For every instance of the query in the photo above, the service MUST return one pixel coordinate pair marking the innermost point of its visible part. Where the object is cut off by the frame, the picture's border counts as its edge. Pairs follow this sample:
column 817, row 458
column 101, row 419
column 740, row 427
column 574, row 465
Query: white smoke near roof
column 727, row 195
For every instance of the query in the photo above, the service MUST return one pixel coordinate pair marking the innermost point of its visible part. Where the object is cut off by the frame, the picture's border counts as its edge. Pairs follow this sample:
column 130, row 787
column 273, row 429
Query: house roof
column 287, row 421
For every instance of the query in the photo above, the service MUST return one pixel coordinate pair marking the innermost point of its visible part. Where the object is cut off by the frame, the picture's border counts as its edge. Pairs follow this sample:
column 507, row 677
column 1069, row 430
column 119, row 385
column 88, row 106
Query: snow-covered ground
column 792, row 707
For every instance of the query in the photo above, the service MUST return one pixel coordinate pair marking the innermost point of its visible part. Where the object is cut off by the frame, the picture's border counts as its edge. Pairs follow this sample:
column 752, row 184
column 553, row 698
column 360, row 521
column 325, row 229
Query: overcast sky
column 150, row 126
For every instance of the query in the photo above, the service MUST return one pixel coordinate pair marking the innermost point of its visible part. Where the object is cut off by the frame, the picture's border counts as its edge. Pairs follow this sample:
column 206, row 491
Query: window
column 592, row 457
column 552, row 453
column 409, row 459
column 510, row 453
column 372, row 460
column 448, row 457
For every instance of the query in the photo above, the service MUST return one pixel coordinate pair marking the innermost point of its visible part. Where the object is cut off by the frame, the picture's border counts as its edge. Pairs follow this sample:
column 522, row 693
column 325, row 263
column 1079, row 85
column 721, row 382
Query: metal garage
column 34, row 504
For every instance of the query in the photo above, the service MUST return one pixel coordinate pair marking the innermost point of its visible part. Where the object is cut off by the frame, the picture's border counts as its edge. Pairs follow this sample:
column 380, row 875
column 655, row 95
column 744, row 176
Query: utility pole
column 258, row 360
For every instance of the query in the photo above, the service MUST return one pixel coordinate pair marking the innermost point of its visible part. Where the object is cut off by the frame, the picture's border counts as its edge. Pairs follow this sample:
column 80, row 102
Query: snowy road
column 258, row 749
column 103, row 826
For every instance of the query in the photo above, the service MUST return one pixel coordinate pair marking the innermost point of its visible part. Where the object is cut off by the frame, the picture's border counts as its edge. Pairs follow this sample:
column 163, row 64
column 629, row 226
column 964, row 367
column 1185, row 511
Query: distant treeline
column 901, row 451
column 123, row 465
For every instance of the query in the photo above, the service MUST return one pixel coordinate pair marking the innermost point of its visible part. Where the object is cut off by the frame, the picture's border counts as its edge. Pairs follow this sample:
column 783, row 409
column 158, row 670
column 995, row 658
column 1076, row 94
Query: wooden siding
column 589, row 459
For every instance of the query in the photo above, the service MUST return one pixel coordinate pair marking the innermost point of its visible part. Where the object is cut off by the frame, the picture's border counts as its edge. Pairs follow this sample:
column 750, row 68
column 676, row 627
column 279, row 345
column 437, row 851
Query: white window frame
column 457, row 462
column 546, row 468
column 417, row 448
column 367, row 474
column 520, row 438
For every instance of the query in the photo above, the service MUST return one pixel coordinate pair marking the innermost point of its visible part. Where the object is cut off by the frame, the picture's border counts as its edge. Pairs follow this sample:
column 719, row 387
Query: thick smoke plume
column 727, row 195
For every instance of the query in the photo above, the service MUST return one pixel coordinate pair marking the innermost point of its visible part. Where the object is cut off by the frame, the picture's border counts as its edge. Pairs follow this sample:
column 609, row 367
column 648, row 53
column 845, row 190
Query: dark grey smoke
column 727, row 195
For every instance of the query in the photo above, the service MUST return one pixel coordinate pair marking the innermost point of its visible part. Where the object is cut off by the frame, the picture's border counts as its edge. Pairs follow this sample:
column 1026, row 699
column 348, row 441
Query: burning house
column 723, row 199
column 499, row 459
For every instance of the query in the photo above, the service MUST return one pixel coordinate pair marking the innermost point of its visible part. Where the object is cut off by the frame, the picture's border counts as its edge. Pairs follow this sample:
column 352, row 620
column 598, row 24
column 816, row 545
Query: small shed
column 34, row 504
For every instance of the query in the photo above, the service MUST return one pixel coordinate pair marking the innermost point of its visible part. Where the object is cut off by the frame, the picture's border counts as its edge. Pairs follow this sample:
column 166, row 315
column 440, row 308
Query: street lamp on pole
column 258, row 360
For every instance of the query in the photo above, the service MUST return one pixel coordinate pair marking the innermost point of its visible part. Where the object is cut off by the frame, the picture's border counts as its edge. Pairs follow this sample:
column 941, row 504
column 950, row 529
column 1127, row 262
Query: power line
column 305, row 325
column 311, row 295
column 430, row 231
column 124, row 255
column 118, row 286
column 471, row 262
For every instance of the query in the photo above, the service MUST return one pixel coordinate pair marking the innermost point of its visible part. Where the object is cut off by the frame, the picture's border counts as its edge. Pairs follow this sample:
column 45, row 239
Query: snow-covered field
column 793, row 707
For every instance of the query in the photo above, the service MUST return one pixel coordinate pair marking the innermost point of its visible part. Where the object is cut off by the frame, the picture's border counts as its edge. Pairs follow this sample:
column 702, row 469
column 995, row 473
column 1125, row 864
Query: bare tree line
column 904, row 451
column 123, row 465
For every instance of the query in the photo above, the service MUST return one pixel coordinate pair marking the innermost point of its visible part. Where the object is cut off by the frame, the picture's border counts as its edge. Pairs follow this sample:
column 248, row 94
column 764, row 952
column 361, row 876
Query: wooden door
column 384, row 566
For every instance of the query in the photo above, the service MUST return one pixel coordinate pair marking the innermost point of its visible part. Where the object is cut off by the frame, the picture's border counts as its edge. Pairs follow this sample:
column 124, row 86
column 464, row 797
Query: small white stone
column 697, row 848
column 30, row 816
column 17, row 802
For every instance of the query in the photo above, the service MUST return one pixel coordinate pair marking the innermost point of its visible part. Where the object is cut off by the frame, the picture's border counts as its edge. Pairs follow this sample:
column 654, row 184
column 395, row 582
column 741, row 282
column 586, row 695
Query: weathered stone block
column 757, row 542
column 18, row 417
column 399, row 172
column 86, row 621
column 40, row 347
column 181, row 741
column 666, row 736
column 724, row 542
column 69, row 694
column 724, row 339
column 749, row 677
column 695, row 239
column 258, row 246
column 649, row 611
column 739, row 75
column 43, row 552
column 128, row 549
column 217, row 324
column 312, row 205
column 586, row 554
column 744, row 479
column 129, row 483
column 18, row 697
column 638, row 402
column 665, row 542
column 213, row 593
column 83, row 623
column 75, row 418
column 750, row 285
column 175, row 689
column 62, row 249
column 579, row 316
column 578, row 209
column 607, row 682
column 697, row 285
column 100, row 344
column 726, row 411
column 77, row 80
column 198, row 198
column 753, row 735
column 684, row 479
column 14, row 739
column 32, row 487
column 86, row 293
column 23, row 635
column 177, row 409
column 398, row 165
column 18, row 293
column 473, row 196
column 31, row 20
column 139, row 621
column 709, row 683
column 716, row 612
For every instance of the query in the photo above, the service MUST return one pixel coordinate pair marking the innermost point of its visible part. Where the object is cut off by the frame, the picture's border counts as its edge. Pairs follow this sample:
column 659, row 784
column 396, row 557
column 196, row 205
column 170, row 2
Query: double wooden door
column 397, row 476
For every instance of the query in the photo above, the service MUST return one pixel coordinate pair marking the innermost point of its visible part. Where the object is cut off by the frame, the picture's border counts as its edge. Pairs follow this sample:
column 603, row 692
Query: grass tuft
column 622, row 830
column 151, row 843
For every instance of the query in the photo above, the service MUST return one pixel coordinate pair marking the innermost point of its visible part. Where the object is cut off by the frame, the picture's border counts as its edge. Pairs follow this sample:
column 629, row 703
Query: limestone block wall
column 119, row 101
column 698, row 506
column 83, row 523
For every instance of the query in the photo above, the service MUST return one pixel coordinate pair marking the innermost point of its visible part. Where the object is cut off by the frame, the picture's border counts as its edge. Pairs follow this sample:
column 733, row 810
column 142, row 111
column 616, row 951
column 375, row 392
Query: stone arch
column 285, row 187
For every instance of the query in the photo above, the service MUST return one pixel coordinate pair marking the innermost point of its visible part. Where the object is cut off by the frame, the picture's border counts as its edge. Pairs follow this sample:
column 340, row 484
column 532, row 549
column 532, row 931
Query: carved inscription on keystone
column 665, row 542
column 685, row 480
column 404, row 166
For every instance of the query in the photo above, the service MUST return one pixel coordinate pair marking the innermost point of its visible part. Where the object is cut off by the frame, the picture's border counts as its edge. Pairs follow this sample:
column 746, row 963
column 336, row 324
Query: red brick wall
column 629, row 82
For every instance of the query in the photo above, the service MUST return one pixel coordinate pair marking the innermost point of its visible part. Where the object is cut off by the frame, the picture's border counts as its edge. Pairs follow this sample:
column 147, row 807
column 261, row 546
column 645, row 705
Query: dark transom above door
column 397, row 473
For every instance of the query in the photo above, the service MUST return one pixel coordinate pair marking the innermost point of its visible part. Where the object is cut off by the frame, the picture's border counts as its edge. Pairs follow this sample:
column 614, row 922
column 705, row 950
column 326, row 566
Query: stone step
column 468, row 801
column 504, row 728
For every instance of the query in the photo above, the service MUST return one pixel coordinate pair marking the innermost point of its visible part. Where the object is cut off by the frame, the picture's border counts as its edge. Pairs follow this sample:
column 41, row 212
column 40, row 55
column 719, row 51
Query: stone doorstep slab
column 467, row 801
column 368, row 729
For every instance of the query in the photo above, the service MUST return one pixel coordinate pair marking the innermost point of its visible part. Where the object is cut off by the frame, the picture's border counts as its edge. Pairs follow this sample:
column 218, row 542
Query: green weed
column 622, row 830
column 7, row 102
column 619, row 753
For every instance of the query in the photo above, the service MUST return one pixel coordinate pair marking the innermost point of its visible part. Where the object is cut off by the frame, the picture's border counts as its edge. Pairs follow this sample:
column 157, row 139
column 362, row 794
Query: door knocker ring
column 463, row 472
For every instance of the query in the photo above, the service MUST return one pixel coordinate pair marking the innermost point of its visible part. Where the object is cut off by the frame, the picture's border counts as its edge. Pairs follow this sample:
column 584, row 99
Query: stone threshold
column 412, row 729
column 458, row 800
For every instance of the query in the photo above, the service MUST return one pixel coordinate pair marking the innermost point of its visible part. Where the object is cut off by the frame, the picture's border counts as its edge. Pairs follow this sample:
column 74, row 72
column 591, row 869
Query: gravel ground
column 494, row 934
· · · ·
WORK TO COMPLETE: Rewrite the lines from the very first one through the line containing "column 287, row 421", both included, as a numbered list, leaving out any blank lines.

SOLUTION FOR THIS EXERCISE:
1. For every instance of the query in the photo above, the service MUST return one pixel coordinate pair marking the innermost point of its visible part. Where the object is cut off by the frame, the picture's border counts as its edge. Pairs follow this sample:
2. column 817, row 458
3. column 101, row 419
4. column 740, row 427
5. column 574, row 465
6. Query: white smoke near roof
7. column 727, row 195
8. For every instance of the query in the photo above, the service MUST return one pixel coordinate pair marking the innermost point of its visible part. Where the object is cut off by the frame, the picture's border counts as its edge. Pairs follow this sample:
9. column 130, row 787
10. column 273, row 429
11. Query: house roof
12. column 287, row 421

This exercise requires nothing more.